Written task: Reproduce every line of the following data unchanged, keeping the original order.

Dataset rows:

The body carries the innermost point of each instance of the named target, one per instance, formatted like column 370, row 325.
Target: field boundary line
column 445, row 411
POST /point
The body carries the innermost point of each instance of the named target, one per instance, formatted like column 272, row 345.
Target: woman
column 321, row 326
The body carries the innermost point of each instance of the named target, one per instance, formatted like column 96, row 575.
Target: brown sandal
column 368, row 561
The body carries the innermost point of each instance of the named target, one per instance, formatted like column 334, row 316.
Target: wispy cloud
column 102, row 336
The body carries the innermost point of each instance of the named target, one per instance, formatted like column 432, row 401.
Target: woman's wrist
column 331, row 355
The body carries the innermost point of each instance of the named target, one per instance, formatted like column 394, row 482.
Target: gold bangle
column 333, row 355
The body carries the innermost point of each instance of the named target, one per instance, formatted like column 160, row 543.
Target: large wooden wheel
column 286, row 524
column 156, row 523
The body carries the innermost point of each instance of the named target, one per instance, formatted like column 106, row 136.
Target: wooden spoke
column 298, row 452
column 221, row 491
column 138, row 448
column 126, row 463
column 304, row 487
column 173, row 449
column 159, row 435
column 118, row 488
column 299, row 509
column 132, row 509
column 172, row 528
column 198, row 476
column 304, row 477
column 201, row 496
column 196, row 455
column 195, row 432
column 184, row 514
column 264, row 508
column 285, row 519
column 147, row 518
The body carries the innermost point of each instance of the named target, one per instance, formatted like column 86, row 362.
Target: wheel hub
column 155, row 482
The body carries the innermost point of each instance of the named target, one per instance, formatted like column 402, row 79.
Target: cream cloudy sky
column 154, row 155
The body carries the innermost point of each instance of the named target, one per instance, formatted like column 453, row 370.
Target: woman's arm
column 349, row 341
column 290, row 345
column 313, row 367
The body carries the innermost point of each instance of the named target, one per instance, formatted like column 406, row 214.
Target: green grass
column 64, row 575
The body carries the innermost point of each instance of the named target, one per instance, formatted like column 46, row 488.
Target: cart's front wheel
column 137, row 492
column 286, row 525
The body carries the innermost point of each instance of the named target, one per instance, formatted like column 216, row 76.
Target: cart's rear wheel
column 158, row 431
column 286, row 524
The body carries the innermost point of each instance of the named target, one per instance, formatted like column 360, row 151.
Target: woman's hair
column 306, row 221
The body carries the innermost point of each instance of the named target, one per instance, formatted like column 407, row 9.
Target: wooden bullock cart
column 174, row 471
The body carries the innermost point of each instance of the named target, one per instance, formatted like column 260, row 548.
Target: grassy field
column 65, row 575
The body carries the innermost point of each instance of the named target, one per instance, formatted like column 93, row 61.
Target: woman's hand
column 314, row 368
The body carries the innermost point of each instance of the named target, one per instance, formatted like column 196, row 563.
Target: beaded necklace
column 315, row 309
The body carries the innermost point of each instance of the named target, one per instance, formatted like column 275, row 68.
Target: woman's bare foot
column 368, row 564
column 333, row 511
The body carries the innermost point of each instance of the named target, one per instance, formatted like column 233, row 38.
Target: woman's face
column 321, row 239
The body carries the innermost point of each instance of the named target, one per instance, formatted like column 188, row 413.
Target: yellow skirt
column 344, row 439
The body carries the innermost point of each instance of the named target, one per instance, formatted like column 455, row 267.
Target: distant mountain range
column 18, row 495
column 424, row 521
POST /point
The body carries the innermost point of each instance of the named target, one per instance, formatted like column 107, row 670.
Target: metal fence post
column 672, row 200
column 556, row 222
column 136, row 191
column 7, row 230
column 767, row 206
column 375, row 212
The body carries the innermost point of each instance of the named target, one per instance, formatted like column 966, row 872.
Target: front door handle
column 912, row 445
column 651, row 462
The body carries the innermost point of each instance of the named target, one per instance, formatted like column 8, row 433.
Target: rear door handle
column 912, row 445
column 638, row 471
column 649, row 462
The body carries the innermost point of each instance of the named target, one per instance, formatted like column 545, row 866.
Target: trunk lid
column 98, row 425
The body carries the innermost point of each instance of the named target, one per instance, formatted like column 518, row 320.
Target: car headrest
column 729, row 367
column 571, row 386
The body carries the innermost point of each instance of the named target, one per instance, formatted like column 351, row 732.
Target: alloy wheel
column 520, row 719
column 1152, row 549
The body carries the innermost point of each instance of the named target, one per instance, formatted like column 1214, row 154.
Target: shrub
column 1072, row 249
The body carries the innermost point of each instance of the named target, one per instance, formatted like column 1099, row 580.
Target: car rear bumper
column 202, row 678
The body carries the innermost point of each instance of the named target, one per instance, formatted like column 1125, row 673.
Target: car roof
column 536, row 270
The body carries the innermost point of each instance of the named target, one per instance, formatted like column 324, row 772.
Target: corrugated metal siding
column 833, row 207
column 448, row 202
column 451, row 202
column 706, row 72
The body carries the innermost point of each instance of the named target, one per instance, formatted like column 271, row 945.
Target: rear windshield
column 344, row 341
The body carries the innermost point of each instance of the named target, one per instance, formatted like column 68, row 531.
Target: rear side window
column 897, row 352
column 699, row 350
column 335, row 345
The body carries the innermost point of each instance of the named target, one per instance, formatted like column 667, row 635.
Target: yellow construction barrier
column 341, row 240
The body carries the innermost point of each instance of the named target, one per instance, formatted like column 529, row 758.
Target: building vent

Exercise solution:
The body carries the innermost point of each instance of the named target, one per instance, formatted like column 370, row 325.
Target: field boundary line
column 445, row 411
POST /point
The body carries the innermost point of each instance of the named target, one per instance, formatted like column 272, row 345.
Target: woman
column 321, row 326
The body carries the innermost point of each instance of the named target, one per instance, formatted like column 96, row 575.
Target: brown sandal
column 368, row 561
The body carries the innermost point of each instance of the named target, one per instance, formatted like column 334, row 316.
Target: wispy cloud
column 102, row 336
The body carries the innermost point of each instance of the named target, one per instance, formatted like column 432, row 401.
Target: woman's wrist
column 331, row 355
The body carries the innermost point of each instance of the named target, one per instance, formatted like column 394, row 482.
Target: gold bangle
column 333, row 355
The body carries the innermost point of each instance of the named target, one per instance, formatted like column 160, row 543.
Target: large wooden wheel
column 286, row 524
column 156, row 523
The body carries the innermost point of each instance of the named target, one per instance, formatted like column 106, row 136.
Target: wooden spoke
column 298, row 452
column 221, row 491
column 138, row 448
column 126, row 463
column 304, row 487
column 173, row 449
column 159, row 435
column 118, row 488
column 299, row 509
column 132, row 509
column 172, row 528
column 198, row 476
column 304, row 477
column 201, row 496
column 196, row 455
column 195, row 432
column 184, row 514
column 264, row 508
column 285, row 519
column 147, row 518
The body carries the innermost point of each instance of the named target, one per instance, formatted like column 86, row 362.
Target: wheel hub
column 155, row 482
The body carries the innermost point of each instance of the named target, one per instance, formatted like column 402, row 79.
Target: cream cloudy sky
column 154, row 155
The body carries the innermost point of each instance of the named target, one per instance, formatted like column 453, row 370.
Target: woman's arm
column 349, row 341
column 290, row 345
column 313, row 367
The body carries the innermost point of each instance of the named target, one per instance, formatted like column 406, row 214.
Target: green grass
column 64, row 575
The body carries the innermost point of each instance of the named target, one per instance, formatted like column 46, row 488.
Target: cart's front wheel
column 137, row 492
column 286, row 525
The body carries the innermost point of each instance of the named target, one per instance, formatted like column 216, row 76.
Target: cart's rear wheel
column 158, row 431
column 286, row 524
The body carries the innermost point of each instance of the named target, one per instance, formatted like column 360, row 151.
Target: woman's hair
column 306, row 221
The body carries the innermost point of each instance of the named target, one per instance, formatted like column 407, row 9.
Target: wooden bullock cart
column 174, row 471
The body carries the innermost point of each instance of the named target, one per instance, formatted like column 260, row 548.
Target: grassy field
column 65, row 575
The body carries the innermost point of each instance of the named target, one per instance, formatted like column 93, row 61.
Target: woman's hand
column 314, row 368
The body carries the innermost point of each instance of the named target, one per instance, formatted like column 196, row 563.
Target: beaded necklace
column 315, row 309
The body carries the innermost point of each instance of the named target, one per instance, formatted like column 275, row 68.
Target: woman's bare foot
column 368, row 564
column 333, row 511
The body carries the innermost point of each instance of the named target, one per instance, formatted like column 233, row 38.
Target: woman's face
column 321, row 239
The body carries the innermost point of each instance of the named target, one per instance, formatted like column 188, row 413.
Target: yellow skirt
column 344, row 439
The body carries the innermost point of each instance of the named target, one per instance, formatted like column 455, row 267.
Target: distant mountain range
column 18, row 495
column 424, row 521
POST /point
The body carries the innermost point of each instance of the named target, one per instance, formatted like column 107, row 670.
Target: metal fence post
column 672, row 200
column 556, row 222
column 136, row 191
column 7, row 230
column 767, row 206
column 375, row 212
The body carries the innermost point of each instance of the named target, one per instance, formatted like column 966, row 872.
Target: front door handle
column 912, row 445
column 651, row 462
The body carries the innermost point of each instance of the named target, one per instance, formatted like column 8, row 433.
Target: rear door handle
column 912, row 445
column 638, row 471
column 649, row 462
The body carries the innermost point of each instance of the named target, one per instance, formatted like column 545, row 866.
Target: trunk lid
column 98, row 425
The body carries the innermost point of each instance of the named target, one per instance, formatted like column 518, row 320.
Target: car headrest
column 729, row 367
column 571, row 386
The body carries the innermost point of each instance of the named target, one per instance, formatted like column 351, row 732.
Target: alloy wheel
column 520, row 719
column 1152, row 549
The body carries the innermost point of each instance of the named target, one per instance, formatted like column 1214, row 154.
Target: shrub
column 1072, row 249
The body carries the innermost point of each instance of the named target, one per instance, formatted like column 1099, row 580.
Target: car rear bumper
column 202, row 678
The body carries the innermost point of each instance of the named target, one per instance, formatted like column 1125, row 673.
Target: car roof
column 536, row 270
The body carries the innermost point of each instance of the named target, one per instance, formatted like column 324, row 772.
Target: corrugated metal siding
column 833, row 207
column 448, row 202
column 451, row 202
column 706, row 72
The body carries the innermost point of each instance of the named target, one per instance, formatted like column 271, row 945.
Target: rear windshield
column 344, row 341
The body carries the innermost point of each instance of the named target, one per instance, formatted like column 68, row 531.
Target: rear side window
column 897, row 352
column 699, row 350
column 335, row 345
The body carries the innermost point of each instance of the named target, one per instance, formatted like column 667, row 635.
Target: yellow construction barrier
column 341, row 240
The body carries the innermost point of each instance of the named target, one per instance, formatted like column 529, row 758.
Target: building vent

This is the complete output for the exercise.